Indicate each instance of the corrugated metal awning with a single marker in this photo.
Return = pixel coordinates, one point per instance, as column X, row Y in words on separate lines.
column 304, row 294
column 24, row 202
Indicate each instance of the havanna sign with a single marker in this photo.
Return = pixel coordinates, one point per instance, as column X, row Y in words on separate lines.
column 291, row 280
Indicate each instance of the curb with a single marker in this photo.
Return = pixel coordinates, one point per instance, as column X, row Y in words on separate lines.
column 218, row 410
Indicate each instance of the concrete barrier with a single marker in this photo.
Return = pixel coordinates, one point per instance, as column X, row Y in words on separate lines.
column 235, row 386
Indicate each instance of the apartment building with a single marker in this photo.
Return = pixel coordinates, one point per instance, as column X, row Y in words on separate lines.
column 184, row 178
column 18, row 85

§ §

ASSIGNMENT: After reading the records above, work out how many lines contain "photo" and give that number only.

EXERCISE RESPONSE: 5